**SELECTED EXCERPT**
---
Over days and weeks, the number of demonstrators grew and tents were
pitched in Zuccotti Park. There were more general assemblies and working
groups, and a "Declaration of the Occupation of New York City" was drawn
up. People from all walks of life were drawn there, not just educated young
white men, but the jobless, homeless, minorities and marginalised voices
excluded from US society. Some claimed to be communists or socialists, or
called capitalism the enemy. Other wanted to keep the market economy and
only demanded regulation.

Occupying public space was the only way for them to make themselves heard.
For some that was justification enough, a concrete manifestation of the
society they want. Occupation is a political act, sufficient in itself, and
the violent eviction of the Zuccotti Park campers by the New York police on
the night of 15 November could be said to have had a positive effect. As
Michael Levitin, a journalist who briefly edited *The Occupied Wall Street
Journal*, said: "We no longer needed Zuccotti Park. It was the right moment
to stop. And the way the mayor evicted us was perfect: he was violent,
people were hit and arrested, books were thrown, and the eviction was
closed to journalists." Police violence bought greater sympathy for OWS -
this happened in Madrid, too - and the eviction obliged the occupants to
think of other forms of action and take the movement into a new phase.
---
A block of data
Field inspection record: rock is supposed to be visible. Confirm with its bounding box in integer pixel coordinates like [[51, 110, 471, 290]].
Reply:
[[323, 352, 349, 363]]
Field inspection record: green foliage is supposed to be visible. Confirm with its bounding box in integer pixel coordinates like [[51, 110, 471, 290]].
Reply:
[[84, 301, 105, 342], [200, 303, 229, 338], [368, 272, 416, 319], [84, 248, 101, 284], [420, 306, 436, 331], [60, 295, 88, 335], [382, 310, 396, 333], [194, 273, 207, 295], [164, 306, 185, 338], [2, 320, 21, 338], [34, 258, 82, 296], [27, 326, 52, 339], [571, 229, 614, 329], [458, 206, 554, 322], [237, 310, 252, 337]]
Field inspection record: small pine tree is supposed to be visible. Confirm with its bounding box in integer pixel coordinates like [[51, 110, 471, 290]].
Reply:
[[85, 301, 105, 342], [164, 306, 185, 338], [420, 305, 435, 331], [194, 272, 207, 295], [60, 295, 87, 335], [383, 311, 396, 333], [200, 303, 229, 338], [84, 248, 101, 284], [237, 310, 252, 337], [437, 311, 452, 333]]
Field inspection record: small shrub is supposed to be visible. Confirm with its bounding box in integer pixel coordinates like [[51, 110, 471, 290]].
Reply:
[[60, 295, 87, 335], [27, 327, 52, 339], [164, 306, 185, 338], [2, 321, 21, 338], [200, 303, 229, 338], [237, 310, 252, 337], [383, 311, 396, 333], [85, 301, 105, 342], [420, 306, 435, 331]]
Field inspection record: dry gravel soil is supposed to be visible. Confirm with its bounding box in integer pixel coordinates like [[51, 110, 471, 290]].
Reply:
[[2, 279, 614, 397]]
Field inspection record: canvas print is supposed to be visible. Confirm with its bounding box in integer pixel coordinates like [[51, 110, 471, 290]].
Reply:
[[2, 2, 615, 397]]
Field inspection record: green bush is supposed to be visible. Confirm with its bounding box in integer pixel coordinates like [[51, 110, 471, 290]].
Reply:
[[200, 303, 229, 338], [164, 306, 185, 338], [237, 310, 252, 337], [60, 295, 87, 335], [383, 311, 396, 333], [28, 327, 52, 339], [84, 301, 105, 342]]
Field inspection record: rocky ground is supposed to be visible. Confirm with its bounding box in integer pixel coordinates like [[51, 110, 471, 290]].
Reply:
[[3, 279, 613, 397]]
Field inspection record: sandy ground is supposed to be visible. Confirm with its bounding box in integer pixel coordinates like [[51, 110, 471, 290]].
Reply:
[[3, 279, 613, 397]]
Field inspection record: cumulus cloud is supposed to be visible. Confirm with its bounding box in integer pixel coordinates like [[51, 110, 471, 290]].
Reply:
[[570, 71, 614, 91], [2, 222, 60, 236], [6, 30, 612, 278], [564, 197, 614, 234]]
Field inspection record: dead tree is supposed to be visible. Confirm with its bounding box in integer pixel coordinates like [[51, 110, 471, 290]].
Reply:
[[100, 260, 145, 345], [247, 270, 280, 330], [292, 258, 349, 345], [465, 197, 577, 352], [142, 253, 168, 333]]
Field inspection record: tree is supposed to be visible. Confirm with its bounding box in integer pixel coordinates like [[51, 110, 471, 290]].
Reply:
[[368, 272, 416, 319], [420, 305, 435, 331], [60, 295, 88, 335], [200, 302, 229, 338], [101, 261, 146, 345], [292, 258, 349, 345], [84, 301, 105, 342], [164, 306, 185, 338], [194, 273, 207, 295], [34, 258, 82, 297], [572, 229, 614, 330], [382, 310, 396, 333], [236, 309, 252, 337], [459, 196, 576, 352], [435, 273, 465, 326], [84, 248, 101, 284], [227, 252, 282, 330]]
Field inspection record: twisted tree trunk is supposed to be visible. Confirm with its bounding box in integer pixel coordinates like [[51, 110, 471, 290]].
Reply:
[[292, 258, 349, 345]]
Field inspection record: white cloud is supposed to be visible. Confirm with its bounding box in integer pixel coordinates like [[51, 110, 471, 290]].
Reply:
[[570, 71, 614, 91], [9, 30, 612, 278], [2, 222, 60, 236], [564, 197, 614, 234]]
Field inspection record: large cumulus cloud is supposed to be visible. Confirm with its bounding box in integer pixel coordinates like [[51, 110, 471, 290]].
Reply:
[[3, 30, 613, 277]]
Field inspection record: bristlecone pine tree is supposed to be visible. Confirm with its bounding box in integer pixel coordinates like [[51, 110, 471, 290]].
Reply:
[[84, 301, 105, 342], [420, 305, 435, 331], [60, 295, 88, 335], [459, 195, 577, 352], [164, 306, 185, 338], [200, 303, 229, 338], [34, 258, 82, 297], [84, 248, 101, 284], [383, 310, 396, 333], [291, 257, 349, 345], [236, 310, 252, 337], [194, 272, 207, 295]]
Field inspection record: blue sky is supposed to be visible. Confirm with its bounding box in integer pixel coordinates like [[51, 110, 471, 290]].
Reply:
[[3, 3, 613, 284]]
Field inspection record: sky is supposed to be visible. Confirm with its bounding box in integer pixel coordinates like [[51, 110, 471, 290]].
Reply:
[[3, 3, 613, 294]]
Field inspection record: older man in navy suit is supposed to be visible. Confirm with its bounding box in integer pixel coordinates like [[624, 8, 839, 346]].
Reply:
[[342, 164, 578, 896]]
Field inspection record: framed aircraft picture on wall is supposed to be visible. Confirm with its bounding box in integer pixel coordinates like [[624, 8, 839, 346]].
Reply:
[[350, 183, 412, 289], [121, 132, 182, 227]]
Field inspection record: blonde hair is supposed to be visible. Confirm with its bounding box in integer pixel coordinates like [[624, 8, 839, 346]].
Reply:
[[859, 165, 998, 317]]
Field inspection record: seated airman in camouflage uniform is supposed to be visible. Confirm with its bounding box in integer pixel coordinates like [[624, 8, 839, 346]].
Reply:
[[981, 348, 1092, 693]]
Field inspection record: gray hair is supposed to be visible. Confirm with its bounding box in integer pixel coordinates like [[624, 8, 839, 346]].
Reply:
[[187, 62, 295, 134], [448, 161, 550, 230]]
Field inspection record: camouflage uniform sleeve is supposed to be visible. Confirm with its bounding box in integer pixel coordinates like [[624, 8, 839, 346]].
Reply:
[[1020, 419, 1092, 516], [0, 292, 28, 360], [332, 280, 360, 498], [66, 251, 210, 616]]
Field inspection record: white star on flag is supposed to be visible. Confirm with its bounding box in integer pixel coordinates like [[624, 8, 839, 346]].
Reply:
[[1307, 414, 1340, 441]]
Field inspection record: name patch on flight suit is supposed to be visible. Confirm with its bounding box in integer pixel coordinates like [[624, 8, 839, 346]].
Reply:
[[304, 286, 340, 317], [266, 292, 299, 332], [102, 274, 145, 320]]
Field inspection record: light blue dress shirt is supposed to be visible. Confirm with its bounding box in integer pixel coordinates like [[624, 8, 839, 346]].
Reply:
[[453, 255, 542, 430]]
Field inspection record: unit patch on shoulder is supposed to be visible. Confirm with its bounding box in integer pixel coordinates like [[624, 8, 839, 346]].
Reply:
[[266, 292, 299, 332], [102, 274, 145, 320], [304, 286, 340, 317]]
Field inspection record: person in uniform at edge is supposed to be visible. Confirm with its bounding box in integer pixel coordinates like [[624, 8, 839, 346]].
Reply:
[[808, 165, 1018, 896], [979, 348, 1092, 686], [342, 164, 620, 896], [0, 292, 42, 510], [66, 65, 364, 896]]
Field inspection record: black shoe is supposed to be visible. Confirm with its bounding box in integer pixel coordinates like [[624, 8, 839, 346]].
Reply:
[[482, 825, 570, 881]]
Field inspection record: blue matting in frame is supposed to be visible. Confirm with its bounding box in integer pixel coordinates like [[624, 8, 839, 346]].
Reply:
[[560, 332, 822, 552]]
---
**WHAT YOU HAVE TO DO**
In the passage on the Zuccotti Park occupation, retype the part that opens with the words containing "For some that" and closes with "a new phase.".

**EXERCISE OUTPUT**
For some that was justification enough, a concrete manifestation of the
society they want. Occupation is a political act, sufficient in itself, and
the violent eviction of the Zuccotti Park campers by the New York police on
the night of 15 November could be said to have had a positive effect. As
Michael Levitin, a journalist who briefly edited *The Occupied Wall Street
Journal*, said: "We no longer needed Zuccotti Park. It was the right moment
to stop. And the way the mayor evicted us was perfect: he was violent,
people were hit and arrested, books were thrown, and the eviction was
closed to journalists." Police violence bought greater sympathy for OWS -
this happened in Madrid, too - and the eviction obliged the occupants to
think of other forms of action and take the movement into a new phase.